## Directive
In the piece on franchise field support, what happens to an arch without its keystone?

═══ Selected text

Revolutionising franchise field support: creating partners in success

Sarah Stowe

Whether you are a franchisor or a franchisee, field support is the keystone to success. A keystone holds and locks all the other stones together and without the keystone the arch would collapse.  

Without strong field support, franchisees are unlikely to achieve the strongest profits; unless the franchisee concerned is extremely experienced in his/her own right. Field support is the keystone because for every dollar of sales that a franchisee misses, the franchisee loses margin and profit. Just as importantly, every dollar of sales that a franchisee misses, the franchisor loses royalties and profit. It also follows that without the strongest profits and revenues for franchisees, the franchisor misses out financially, and loses franchisee loyalty that would lead to advocacy.

It is surprising to see the feedback and descriptions traditionally allotted to this keystone group:

Technocrat

The Technocrat’s technical knowledge is impeccable. These guys know every detail about the system, the types of inks in printing, the temperature of the ingredients in food franchises, the precise shelf layouts in convenience stores and every single spare part and component in equipment. Often, however, this technical knowledge is not coupled with solid business experience that the franchisees need in the day-to-day running of the business.

══════
═══ Data section

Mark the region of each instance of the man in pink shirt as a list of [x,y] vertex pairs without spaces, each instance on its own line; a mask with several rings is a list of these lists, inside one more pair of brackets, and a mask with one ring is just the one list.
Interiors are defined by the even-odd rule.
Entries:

══════

## Full output
The arch would collapse.